» **Records supplied**:
-------------------------

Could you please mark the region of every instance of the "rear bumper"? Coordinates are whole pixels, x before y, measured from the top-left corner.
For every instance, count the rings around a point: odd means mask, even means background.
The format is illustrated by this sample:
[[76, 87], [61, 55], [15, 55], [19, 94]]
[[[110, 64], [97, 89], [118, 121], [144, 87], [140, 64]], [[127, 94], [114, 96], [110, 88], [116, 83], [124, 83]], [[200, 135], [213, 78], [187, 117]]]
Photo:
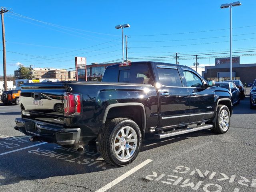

-------------------------

» **What the task requires**:
Pull every line of text from the item above and reproduce it word for word, leaving the picture out of your answer.

» **Result of this exercise**:
Could you please mark the region of every instance of the "rear bumper"? Coordinates are whole pixels, x before y, measured from the top-left corner.
For every instance, count the rings around a point: odd means mask, even means background.
The format is illustrated by this sample:
[[76, 87], [61, 55], [15, 55], [19, 94]]
[[[110, 64], [97, 89], [118, 121], [144, 87], [140, 64]], [[127, 94], [114, 96], [110, 88], [116, 83], [124, 83]], [[200, 135], [213, 78], [187, 117]]]
Photo:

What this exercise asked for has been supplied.